» Data to use
===

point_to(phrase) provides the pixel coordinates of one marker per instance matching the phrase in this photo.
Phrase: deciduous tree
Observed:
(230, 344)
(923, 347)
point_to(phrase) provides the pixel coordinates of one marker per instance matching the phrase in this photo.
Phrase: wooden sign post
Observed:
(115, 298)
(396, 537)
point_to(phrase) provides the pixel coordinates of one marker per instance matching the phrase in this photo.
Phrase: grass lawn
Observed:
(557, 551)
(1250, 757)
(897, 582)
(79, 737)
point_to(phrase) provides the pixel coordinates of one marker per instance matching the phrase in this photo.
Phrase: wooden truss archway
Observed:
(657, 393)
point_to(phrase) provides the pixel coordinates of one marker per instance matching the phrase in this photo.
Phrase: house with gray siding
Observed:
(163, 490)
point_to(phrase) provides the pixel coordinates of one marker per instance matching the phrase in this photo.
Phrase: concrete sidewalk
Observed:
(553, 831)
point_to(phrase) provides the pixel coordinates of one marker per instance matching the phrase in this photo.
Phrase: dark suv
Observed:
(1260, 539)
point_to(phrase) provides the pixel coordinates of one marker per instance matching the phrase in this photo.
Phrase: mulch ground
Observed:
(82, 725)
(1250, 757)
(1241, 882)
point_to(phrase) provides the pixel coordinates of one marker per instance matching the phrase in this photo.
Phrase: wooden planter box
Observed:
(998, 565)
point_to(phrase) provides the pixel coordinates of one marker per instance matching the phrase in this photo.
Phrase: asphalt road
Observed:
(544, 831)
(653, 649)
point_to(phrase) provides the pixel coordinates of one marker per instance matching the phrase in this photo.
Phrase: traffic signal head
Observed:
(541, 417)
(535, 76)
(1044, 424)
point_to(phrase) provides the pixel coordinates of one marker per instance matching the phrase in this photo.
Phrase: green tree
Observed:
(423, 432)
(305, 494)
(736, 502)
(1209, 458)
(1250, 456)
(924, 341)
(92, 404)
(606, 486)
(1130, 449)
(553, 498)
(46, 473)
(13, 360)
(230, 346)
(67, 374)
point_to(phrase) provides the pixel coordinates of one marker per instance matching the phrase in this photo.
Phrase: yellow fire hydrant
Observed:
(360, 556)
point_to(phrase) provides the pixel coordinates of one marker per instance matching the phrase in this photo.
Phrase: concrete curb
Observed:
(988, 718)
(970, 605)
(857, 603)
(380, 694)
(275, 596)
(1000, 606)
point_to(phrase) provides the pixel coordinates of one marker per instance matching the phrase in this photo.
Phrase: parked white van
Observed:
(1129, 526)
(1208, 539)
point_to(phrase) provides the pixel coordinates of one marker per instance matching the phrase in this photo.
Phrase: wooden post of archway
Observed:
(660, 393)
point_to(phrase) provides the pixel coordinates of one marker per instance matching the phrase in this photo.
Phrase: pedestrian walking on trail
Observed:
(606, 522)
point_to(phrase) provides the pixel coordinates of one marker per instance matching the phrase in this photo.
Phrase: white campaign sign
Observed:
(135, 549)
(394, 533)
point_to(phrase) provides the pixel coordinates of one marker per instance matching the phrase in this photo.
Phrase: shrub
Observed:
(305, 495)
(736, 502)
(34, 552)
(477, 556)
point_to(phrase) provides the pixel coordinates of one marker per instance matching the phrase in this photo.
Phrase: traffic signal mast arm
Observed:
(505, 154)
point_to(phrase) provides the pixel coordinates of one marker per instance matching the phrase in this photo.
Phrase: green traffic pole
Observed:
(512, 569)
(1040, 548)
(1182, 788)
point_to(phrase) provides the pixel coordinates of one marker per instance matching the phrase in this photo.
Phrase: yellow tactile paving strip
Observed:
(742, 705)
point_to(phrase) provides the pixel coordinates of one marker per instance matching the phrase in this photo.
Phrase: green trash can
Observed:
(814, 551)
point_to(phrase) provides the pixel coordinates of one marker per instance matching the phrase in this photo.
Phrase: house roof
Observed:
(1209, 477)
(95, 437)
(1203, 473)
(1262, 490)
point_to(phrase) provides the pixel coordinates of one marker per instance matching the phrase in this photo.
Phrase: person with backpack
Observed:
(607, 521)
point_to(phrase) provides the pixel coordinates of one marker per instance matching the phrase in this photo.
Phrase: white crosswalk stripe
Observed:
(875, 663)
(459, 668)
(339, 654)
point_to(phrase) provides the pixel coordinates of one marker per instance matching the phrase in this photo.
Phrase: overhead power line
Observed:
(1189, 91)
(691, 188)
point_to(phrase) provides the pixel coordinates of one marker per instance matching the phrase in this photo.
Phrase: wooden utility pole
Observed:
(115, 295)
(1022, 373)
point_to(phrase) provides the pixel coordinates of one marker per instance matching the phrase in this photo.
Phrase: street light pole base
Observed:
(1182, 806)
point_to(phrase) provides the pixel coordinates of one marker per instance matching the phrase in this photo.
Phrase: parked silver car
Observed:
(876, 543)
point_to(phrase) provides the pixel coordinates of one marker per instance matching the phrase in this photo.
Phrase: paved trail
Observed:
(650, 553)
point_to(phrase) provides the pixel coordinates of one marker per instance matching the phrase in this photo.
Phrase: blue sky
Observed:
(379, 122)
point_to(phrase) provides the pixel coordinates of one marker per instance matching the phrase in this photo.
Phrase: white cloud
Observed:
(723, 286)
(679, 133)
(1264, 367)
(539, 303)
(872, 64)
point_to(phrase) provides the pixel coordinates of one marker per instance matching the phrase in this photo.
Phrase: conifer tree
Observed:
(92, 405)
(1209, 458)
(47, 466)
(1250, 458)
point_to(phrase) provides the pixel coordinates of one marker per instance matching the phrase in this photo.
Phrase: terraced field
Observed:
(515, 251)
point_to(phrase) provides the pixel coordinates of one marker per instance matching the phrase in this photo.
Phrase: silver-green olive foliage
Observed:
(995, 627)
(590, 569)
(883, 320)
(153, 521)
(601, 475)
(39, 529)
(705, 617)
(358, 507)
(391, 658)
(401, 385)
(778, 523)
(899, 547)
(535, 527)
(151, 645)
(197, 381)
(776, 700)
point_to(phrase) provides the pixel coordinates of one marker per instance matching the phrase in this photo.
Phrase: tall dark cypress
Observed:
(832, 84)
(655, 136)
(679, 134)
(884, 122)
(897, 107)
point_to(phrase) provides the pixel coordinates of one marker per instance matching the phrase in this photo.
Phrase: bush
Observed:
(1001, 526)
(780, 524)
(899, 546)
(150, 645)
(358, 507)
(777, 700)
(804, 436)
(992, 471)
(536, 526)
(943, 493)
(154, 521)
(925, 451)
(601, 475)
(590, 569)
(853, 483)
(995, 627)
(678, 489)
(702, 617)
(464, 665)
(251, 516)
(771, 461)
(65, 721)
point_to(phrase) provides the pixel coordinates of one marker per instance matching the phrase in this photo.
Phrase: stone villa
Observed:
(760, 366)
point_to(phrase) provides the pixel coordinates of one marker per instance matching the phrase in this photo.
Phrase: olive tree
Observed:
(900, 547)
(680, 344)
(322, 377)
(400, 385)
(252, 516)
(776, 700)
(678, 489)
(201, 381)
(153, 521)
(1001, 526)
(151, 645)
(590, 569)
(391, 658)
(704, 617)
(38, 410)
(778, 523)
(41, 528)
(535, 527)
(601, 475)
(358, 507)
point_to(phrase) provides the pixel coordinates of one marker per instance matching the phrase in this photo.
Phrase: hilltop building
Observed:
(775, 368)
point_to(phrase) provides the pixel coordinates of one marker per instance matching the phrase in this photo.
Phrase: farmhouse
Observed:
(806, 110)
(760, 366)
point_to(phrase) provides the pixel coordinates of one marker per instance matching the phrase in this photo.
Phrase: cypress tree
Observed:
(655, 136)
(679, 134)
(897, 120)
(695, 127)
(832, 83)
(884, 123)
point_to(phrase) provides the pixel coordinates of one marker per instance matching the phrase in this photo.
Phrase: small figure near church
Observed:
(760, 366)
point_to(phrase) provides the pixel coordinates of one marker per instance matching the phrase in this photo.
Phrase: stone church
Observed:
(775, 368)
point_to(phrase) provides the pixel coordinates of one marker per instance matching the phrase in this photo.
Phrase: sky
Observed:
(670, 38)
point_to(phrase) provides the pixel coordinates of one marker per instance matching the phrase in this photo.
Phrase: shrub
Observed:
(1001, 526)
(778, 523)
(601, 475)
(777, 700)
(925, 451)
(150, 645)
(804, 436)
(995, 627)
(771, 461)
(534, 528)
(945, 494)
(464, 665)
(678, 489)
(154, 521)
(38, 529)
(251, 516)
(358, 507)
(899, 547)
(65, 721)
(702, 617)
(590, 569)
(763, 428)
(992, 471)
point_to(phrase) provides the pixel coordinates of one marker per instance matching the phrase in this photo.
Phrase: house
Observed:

===

» Description of the task
Count the lines of the listing that contain the string "post", and reply with the number only.

» Reply to the exercise
2